BEGIN Material supplied
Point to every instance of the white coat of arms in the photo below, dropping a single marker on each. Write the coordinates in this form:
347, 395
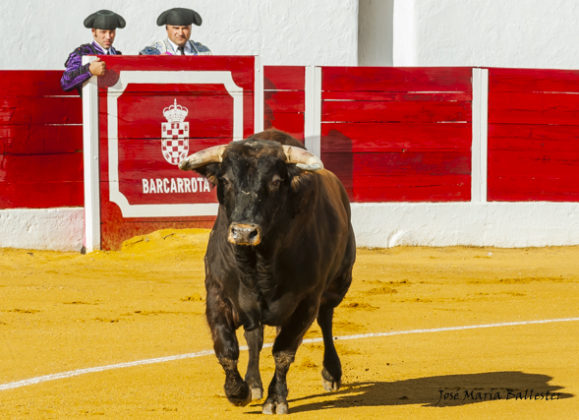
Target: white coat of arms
175, 134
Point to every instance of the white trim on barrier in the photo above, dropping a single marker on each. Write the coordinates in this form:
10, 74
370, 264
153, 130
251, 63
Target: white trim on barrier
479, 153
313, 110
203, 353
164, 77
90, 135
258, 97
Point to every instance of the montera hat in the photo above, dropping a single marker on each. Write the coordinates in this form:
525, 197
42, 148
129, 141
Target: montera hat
104, 19
179, 17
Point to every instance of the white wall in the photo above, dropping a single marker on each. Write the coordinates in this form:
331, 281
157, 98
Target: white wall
487, 33
375, 32
39, 34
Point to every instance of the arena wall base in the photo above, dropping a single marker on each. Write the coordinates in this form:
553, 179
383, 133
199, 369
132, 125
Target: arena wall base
60, 229
516, 225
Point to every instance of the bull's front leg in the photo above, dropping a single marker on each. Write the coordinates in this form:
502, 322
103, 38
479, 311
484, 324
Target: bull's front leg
254, 340
220, 319
285, 346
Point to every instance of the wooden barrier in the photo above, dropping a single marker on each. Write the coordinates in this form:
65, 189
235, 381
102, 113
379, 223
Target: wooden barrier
404, 138
40, 142
154, 112
533, 135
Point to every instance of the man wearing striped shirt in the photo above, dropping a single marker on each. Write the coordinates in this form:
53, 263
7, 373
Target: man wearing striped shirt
103, 25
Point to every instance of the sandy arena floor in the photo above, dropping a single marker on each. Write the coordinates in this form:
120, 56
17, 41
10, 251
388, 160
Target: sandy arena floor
65, 312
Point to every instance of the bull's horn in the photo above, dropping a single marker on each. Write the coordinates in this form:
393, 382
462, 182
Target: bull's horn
302, 158
212, 154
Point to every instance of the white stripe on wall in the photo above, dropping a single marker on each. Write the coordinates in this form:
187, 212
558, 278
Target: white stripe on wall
480, 95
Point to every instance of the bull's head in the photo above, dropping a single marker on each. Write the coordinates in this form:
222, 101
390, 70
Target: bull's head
256, 180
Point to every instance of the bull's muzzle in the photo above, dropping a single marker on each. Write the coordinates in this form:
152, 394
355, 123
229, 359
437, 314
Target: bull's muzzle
248, 234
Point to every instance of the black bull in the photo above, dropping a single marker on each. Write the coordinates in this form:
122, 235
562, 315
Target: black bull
280, 253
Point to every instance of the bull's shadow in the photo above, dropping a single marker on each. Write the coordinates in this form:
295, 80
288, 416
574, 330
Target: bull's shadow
437, 391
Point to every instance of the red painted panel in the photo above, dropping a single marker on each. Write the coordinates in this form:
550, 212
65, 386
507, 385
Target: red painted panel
33, 83
537, 80
533, 135
40, 110
284, 99
400, 137
375, 111
40, 141
391, 79
535, 108
146, 174
398, 134
41, 194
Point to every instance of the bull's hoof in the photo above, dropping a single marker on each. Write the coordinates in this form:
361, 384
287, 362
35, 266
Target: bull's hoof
271, 407
239, 394
330, 384
256, 393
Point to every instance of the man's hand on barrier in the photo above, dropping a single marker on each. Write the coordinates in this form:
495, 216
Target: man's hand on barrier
97, 67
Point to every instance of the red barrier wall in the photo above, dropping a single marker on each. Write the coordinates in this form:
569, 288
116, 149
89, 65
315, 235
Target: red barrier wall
398, 134
40, 141
285, 99
391, 134
533, 137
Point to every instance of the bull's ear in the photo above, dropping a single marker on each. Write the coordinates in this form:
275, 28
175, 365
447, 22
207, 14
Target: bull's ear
209, 171
299, 177
206, 162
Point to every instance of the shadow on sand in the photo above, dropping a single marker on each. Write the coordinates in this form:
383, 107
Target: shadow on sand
437, 391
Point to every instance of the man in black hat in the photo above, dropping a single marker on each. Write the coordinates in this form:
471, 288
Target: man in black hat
178, 23
103, 25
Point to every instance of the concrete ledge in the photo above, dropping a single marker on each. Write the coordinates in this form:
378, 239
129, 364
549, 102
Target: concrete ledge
509, 225
59, 229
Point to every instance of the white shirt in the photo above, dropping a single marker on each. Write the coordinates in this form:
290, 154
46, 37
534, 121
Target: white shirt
188, 49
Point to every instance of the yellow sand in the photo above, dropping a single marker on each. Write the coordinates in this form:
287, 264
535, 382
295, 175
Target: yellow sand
65, 311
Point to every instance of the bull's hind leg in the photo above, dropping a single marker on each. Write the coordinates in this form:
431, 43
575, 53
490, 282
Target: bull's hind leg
254, 340
220, 319
285, 346
332, 372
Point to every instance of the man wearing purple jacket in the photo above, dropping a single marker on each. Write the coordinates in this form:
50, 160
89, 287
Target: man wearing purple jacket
103, 25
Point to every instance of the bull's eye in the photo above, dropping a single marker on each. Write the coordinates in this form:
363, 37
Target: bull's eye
225, 182
276, 182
END Material supplied
◆ **Your goal**
Pictures stay out; repeat all the rest of the records exactly.

◆ **Correct result**
Point to every instance of the white coat of arms in the photo below, dropping a single marker on each. Write the coordinates in this form:
347, 395
Target: white coat of arms
175, 134
Point to every instance of the white trim on barrier in the photo above, dropping a single marker on each. Write the coordinates in this form:
10, 74
370, 264
153, 130
251, 63
Target: white trim on barrier
479, 153
313, 110
203, 353
164, 77
90, 135
258, 97
Point to every instance of the montera hat in the photo above, dropping a single marker on each. Write the coordinates in this form:
525, 197
42, 148
129, 141
Target: montera hat
104, 19
179, 17
Point to every instance of the white wall in the photo above, dropping a single marker on each. Write the coordinates in this form:
331, 281
157, 98
Target: white wall
487, 33
375, 32
39, 34
Point to every instance of the arena wall base in the photo above, dropping a single marker on each. Write the coordinates in this form:
553, 179
383, 133
199, 369
132, 125
Target: arena wall base
60, 229
516, 225
Point to every instance of the bull's front leg in the photo above, dropping a single marker on each. Write the coordinates in this form:
502, 322
103, 38
479, 311
484, 324
Target: bull's front leg
254, 340
220, 319
285, 346
Point to every instance of the wooden barrier in the photo above, dropping a single marker on each. Write the coordinates in this form:
65, 189
235, 381
102, 113
379, 223
Target: wooden barrier
404, 138
40, 142
154, 112
533, 135
Point to every instance of the man wearing striped shirt in the photo above, dropping a single marker on each. Write the coordinates in this form:
53, 263
7, 373
Target: man wearing striped shirt
103, 25
Point to every instance of the sandy arena floor in the photo above, dropping a single marker on each. Write the coordinates in this form:
120, 56
17, 41
10, 251
388, 160
Target: sandy arena floor
65, 312
Point to every instance of the bull's horn in the photo above, dropping a single marker on each. Write the coordinates in this form:
393, 382
462, 182
Target: bull's horn
302, 158
212, 154
Point to every instance of the white stripe on wall in the photo above, dropping a single marker on each. Write the coordinates in this form:
187, 212
558, 278
Target: white stripe on wall
480, 95
Point to every instance of the bull's head in the photo above, dropping a single marker on each. Write the coordinates in this form:
222, 101
390, 70
Target: bull's head
256, 180
Point to every instance of the bull's muzzle in the photo above, dropping a single marker on each. Write the coordinates in this form:
152, 394
355, 123
229, 359
437, 314
Target: bull's muzzle
248, 234
Point to every instance of the black bull in the photo above, dropping a single marker on each. Write the coordinates in this form:
122, 235
562, 315
Target: black bull
280, 253
Point to every instance of the bull's shadow in the photo above, dropping a single marker on each. Write the coordinates in this form:
295, 80
288, 416
574, 330
Target: bull's shadow
437, 391
Point to every instance of the red painted panel in the photo above, dropping a single marker on each. Write the coordinates in this form:
550, 212
65, 386
507, 385
Target: red painted panel
33, 83
537, 80
533, 135
40, 110
284, 99
400, 137
375, 111
40, 141
391, 79
535, 108
146, 174
398, 134
41, 194
Point to every instance of the bull's hoof in the photo above, dropping a single marker on each. Write the coordinates in this form:
361, 384
287, 362
35, 266
Target: bull's hoof
271, 407
239, 394
330, 384
256, 393
Point to every instance of the man's hand on barrier in the photo above, dropping a single marker on each. Write the coordinates in this form:
495, 216
Target: man's hand on barrier
97, 67
Point to every instance of the red barrier wall in the photo above, dropping a single marker on each. Write the coordinates in this form:
569, 288
116, 149
89, 65
315, 235
Target: red barrier wall
398, 134
40, 141
285, 99
391, 134
533, 137
Point to every instance of the bull's ear in the photo above, dropping a single marker on each. Write the coordinates in this form:
275, 28
175, 365
447, 22
207, 14
Target: bull's ear
209, 171
299, 177
206, 162
Point to every instance of the shadow on sand in the photo above, dropping a single marker on each. Write the coordinates in this form:
383, 107
Target: shadow on sand
437, 391
Point to every instance of the man in black hat in the photo above, dropping a single marker on each. Write the coordinates in this form:
471, 288
Target: man in black hat
178, 23
103, 25
Point to every instance of the concrete ledge in the photo above, dropping a single marker on each. Write the coordinates in this form:
378, 239
129, 364
549, 102
Target: concrete ledge
509, 225
59, 229
Point to every instance of the white shirt in the photo above, dropping a single marker on each. Write the coordinates in this form:
290, 154
46, 37
534, 121
Target: white shirt
188, 49
Point to every instance of the yellow sand in the photo above, dropping a single marker on each. Write the coordinates in this form:
287, 264
535, 382
295, 175
Target: yellow sand
65, 311
Point to every instance of the bull's hind leg in the photo above, dropping a single marker on each. Write the coordinates in this form:
431, 43
575, 53
490, 282
Target: bull's hind leg
254, 340
220, 319
285, 346
332, 372
Point to every instance of the man wearing purple jacket in the photo above, dropping a single marker on each. Write the coordinates in this form:
50, 160
89, 287
Target: man wearing purple jacket
103, 25
Point to every instance of the bull's eye in the photo above, dropping a single marker on each. Write the coordinates in this form:
363, 37
Target: bull's eye
225, 182
276, 182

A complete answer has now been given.